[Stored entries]
--

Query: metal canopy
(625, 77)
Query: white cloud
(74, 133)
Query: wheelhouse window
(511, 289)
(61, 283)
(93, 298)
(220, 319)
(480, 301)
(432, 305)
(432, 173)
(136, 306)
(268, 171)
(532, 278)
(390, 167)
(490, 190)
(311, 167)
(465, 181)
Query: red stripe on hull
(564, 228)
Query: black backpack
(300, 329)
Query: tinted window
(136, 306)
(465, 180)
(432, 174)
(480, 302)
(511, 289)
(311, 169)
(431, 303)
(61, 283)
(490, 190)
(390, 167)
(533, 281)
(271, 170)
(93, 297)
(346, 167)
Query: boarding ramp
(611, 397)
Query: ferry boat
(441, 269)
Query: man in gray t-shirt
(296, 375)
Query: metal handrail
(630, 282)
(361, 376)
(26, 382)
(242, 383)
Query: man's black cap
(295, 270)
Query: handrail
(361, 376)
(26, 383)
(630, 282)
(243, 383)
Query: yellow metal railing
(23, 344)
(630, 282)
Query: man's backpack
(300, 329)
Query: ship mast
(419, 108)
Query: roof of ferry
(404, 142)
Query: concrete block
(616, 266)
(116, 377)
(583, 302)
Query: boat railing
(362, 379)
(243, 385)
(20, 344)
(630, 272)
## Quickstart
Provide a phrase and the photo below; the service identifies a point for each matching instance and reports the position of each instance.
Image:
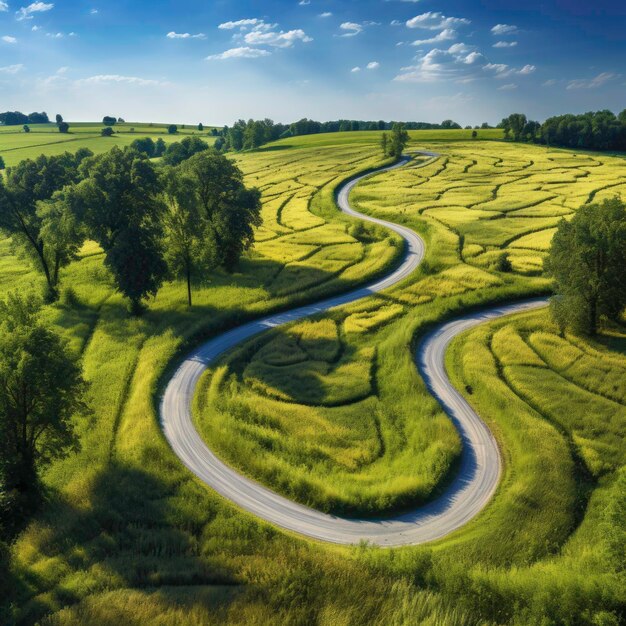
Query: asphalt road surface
(480, 466)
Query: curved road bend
(466, 496)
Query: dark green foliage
(15, 118)
(159, 147)
(398, 141)
(231, 209)
(43, 232)
(117, 202)
(588, 262)
(503, 263)
(254, 133)
(600, 130)
(137, 264)
(180, 151)
(41, 389)
(190, 241)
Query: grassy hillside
(332, 413)
(127, 535)
(16, 145)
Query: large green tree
(588, 263)
(231, 209)
(190, 244)
(26, 211)
(41, 390)
(118, 203)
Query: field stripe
(480, 465)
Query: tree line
(252, 134)
(181, 218)
(16, 118)
(599, 130)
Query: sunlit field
(16, 145)
(332, 411)
(323, 411)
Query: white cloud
(12, 69)
(434, 20)
(351, 28)
(243, 52)
(459, 63)
(26, 13)
(504, 29)
(242, 24)
(278, 39)
(104, 79)
(445, 35)
(591, 83)
(173, 35)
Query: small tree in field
(41, 389)
(588, 263)
(118, 204)
(190, 245)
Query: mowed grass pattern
(129, 536)
(499, 197)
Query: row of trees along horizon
(600, 130)
(154, 222)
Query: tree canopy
(27, 215)
(588, 263)
(41, 389)
(118, 203)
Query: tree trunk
(188, 286)
(593, 315)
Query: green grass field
(16, 145)
(127, 535)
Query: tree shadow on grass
(127, 530)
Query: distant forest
(252, 134)
(600, 130)
(15, 118)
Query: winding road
(480, 466)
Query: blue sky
(217, 61)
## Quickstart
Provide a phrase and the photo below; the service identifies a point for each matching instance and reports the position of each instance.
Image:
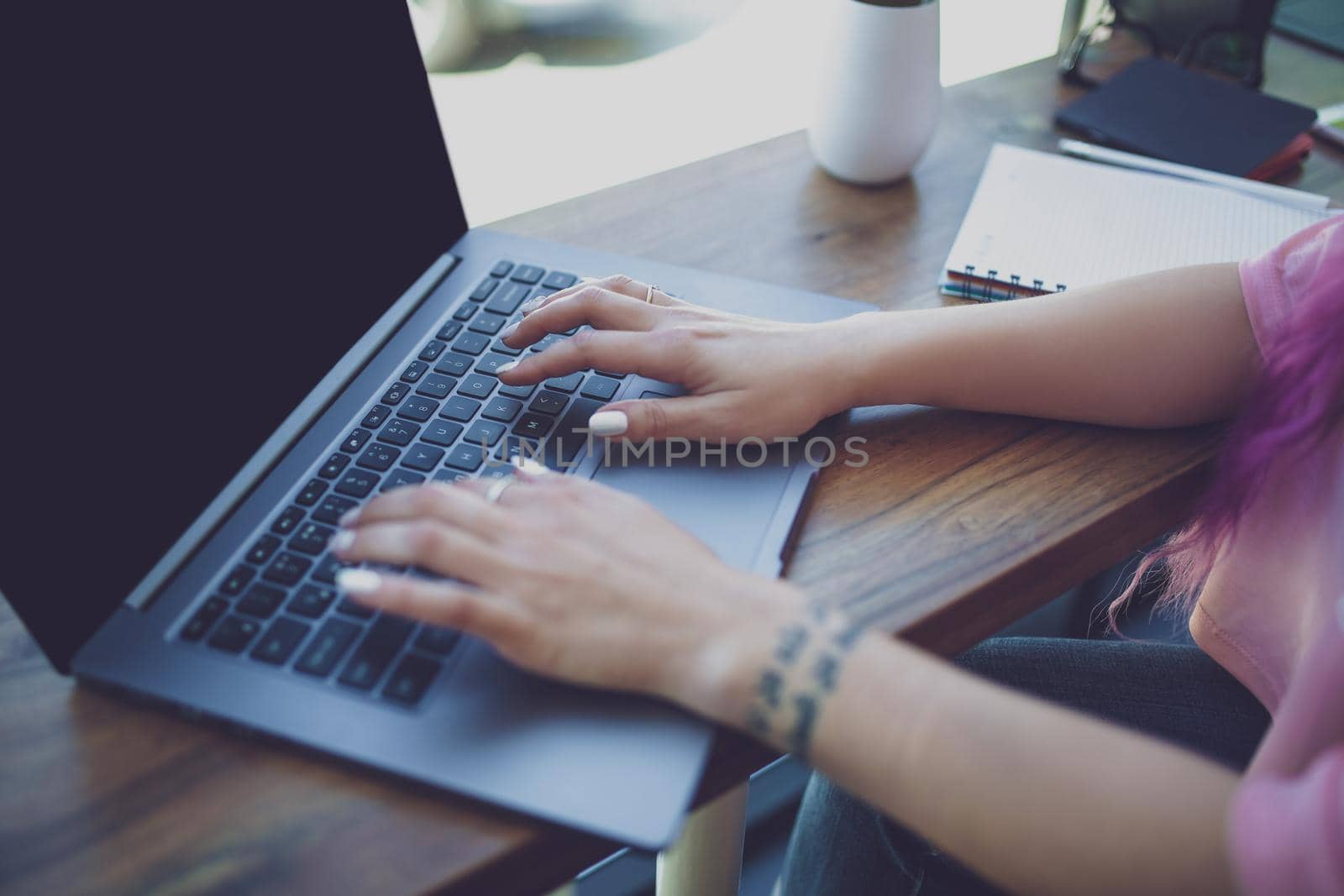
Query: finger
(593, 305)
(662, 418)
(429, 544)
(620, 351)
(429, 501)
(443, 604)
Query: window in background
(546, 100)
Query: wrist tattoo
(800, 676)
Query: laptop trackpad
(729, 501)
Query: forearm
(1162, 349)
(1034, 797)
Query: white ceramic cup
(878, 90)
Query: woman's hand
(570, 579)
(745, 376)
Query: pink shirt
(1273, 616)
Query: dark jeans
(1169, 691)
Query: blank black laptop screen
(206, 204)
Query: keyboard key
(476, 385)
(375, 652)
(288, 520)
(559, 280)
(376, 417)
(423, 457)
(261, 600)
(311, 539)
(503, 409)
(327, 570)
(353, 609)
(286, 569)
(517, 391)
(549, 402)
(312, 600)
(355, 441)
(237, 579)
(484, 432)
(492, 363)
(400, 477)
(528, 275)
(313, 490)
(418, 409)
(203, 618)
(414, 371)
(488, 324)
(327, 647)
(234, 633)
(376, 457)
(465, 457)
(454, 364)
(600, 387)
(398, 432)
(333, 508)
(358, 484)
(441, 432)
(534, 426)
(412, 679)
(484, 291)
(470, 343)
(280, 641)
(436, 385)
(460, 409)
(564, 383)
(266, 546)
(508, 300)
(335, 464)
(394, 394)
(437, 640)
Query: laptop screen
(212, 203)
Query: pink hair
(1296, 403)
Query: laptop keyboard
(445, 417)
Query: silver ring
(497, 488)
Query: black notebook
(1160, 109)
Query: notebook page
(1065, 221)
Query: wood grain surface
(958, 524)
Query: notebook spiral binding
(991, 288)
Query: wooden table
(960, 524)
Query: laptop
(244, 298)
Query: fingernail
(608, 423)
(358, 580)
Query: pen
(1273, 192)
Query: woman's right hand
(743, 376)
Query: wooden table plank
(958, 524)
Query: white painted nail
(608, 423)
(358, 580)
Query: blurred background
(601, 92)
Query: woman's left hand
(570, 579)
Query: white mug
(878, 92)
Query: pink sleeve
(1274, 282)
(1288, 833)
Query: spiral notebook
(1043, 223)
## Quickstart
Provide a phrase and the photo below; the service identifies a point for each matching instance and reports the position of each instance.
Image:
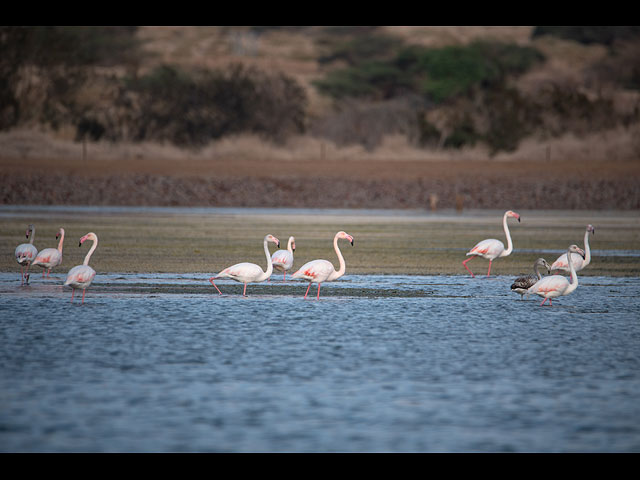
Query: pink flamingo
(50, 257)
(283, 259)
(81, 276)
(320, 271)
(578, 262)
(25, 253)
(492, 248)
(557, 285)
(248, 272)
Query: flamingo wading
(50, 257)
(492, 248)
(557, 285)
(521, 284)
(81, 276)
(283, 259)
(25, 254)
(578, 262)
(320, 271)
(248, 272)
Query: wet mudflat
(395, 363)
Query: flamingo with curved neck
(25, 253)
(283, 259)
(521, 284)
(557, 285)
(578, 262)
(492, 248)
(81, 276)
(50, 257)
(320, 271)
(248, 272)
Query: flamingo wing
(315, 271)
(49, 257)
(489, 248)
(561, 262)
(242, 272)
(25, 252)
(282, 260)
(80, 276)
(551, 286)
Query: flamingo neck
(343, 266)
(90, 252)
(60, 242)
(587, 250)
(536, 270)
(574, 276)
(269, 271)
(508, 234)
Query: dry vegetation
(596, 170)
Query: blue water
(469, 367)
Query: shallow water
(380, 364)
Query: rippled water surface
(379, 364)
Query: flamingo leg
(465, 265)
(211, 280)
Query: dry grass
(391, 244)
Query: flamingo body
(246, 272)
(283, 259)
(50, 257)
(555, 286)
(578, 262)
(523, 283)
(492, 248)
(25, 253)
(320, 271)
(81, 276)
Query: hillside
(579, 160)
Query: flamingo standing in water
(283, 259)
(50, 257)
(557, 285)
(25, 254)
(578, 262)
(81, 276)
(248, 272)
(492, 248)
(320, 271)
(521, 284)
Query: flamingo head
(88, 236)
(541, 262)
(578, 250)
(513, 214)
(271, 238)
(346, 236)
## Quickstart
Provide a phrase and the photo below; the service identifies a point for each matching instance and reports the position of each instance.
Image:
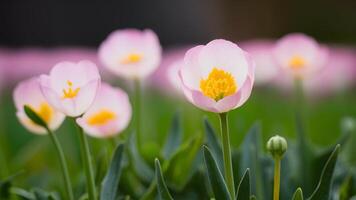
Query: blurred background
(34, 35)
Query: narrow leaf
(244, 188)
(180, 168)
(174, 137)
(322, 190)
(162, 189)
(216, 179)
(298, 195)
(140, 167)
(34, 117)
(251, 155)
(345, 192)
(110, 183)
(213, 143)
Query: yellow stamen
(297, 62)
(70, 92)
(45, 111)
(101, 118)
(218, 85)
(132, 58)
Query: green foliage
(244, 188)
(298, 195)
(216, 179)
(34, 117)
(162, 189)
(110, 185)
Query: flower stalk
(277, 146)
(63, 163)
(88, 167)
(229, 177)
(137, 91)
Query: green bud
(277, 146)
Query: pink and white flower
(109, 115)
(28, 93)
(131, 53)
(300, 54)
(217, 77)
(261, 52)
(71, 87)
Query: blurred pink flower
(166, 76)
(337, 74)
(131, 53)
(19, 64)
(261, 52)
(71, 87)
(109, 114)
(217, 77)
(28, 93)
(299, 54)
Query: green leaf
(345, 192)
(180, 168)
(5, 185)
(110, 183)
(102, 164)
(251, 154)
(322, 190)
(305, 155)
(43, 195)
(216, 179)
(174, 137)
(213, 143)
(139, 166)
(34, 117)
(244, 188)
(298, 195)
(162, 189)
(23, 194)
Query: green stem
(138, 110)
(229, 177)
(64, 166)
(87, 162)
(277, 174)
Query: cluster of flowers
(217, 77)
(295, 54)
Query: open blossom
(71, 87)
(109, 114)
(261, 52)
(28, 93)
(131, 53)
(299, 54)
(217, 77)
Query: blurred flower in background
(261, 51)
(166, 77)
(28, 93)
(131, 53)
(336, 73)
(109, 114)
(71, 87)
(19, 64)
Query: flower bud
(277, 146)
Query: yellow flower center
(297, 62)
(45, 111)
(70, 92)
(132, 58)
(218, 85)
(101, 118)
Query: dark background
(87, 23)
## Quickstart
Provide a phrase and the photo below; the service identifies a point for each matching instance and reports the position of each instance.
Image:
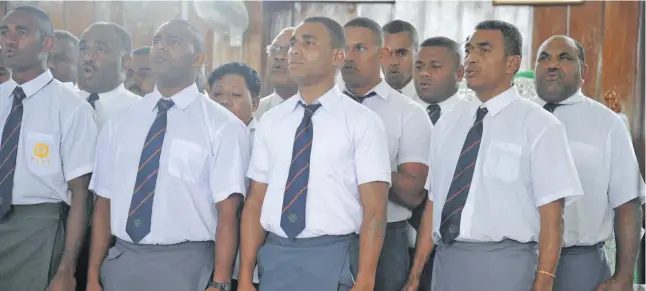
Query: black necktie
(549, 106)
(434, 112)
(9, 150)
(459, 189)
(359, 98)
(92, 99)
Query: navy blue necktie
(9, 150)
(461, 183)
(141, 205)
(359, 99)
(292, 218)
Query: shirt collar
(498, 103)
(31, 87)
(182, 99)
(328, 101)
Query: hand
(411, 285)
(616, 284)
(62, 282)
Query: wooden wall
(609, 32)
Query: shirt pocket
(42, 154)
(186, 160)
(503, 161)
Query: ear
(460, 73)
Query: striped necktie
(92, 99)
(359, 99)
(461, 183)
(9, 150)
(141, 205)
(434, 112)
(292, 218)
(549, 106)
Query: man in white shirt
(409, 131)
(48, 143)
(437, 72)
(284, 86)
(103, 62)
(320, 175)
(170, 176)
(62, 60)
(607, 167)
(400, 37)
(501, 174)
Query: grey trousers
(582, 268)
(32, 238)
(136, 267)
(324, 263)
(488, 266)
(394, 261)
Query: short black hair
(369, 24)
(66, 35)
(196, 35)
(122, 34)
(397, 26)
(511, 36)
(445, 42)
(251, 77)
(337, 36)
(144, 50)
(45, 26)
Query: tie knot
(310, 108)
(550, 106)
(19, 94)
(165, 104)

--

Given problem:
Reproduce the lines above, exactly and exclusively, from the line containing "Query: green stem" down to the last line, both included; pictures are not part of the copy.

Expected answer:
Query: green stem
(138, 110)
(229, 177)
(64, 166)
(87, 162)
(277, 174)
Query: cluster of flowers
(217, 77)
(295, 54)
Query: open blossom
(71, 87)
(109, 114)
(261, 52)
(28, 93)
(131, 53)
(299, 54)
(217, 77)
Query: blurred flower in background
(261, 51)
(166, 77)
(28, 93)
(131, 53)
(336, 73)
(109, 114)
(71, 87)
(19, 64)
Query: flower bud
(277, 146)
Query: yellow flower center
(297, 62)
(45, 111)
(70, 92)
(132, 58)
(218, 85)
(101, 118)
Query: dark background
(87, 23)
## Quickstart
Provide a phrase and the photo below; the service identifies a point for each matching instance and reports the position of each instance.
Image:
Query: black necktie
(549, 106)
(434, 112)
(9, 150)
(459, 189)
(359, 98)
(92, 99)
Query: navy blue necktie
(9, 150)
(461, 183)
(141, 205)
(359, 99)
(292, 218)
Query: shirt collar
(498, 103)
(31, 87)
(182, 99)
(328, 101)
Query: hand
(411, 285)
(616, 284)
(62, 282)
Query: wooden wall
(609, 32)
Query: shirt pocket
(42, 154)
(186, 160)
(503, 161)
Query: ear
(460, 73)
Query: striped necktie
(92, 99)
(359, 99)
(461, 183)
(9, 150)
(141, 205)
(434, 112)
(292, 218)
(549, 106)
Query: man in white shirt
(409, 131)
(48, 143)
(437, 72)
(284, 86)
(103, 62)
(320, 175)
(170, 176)
(62, 60)
(607, 167)
(400, 37)
(501, 174)
Query: grey trousers
(582, 268)
(32, 238)
(136, 267)
(324, 263)
(488, 266)
(394, 261)
Query: short black hair
(369, 24)
(66, 35)
(196, 35)
(122, 34)
(397, 26)
(511, 36)
(445, 42)
(251, 77)
(337, 36)
(144, 50)
(45, 26)
Query: tie knot
(310, 108)
(550, 106)
(19, 94)
(165, 104)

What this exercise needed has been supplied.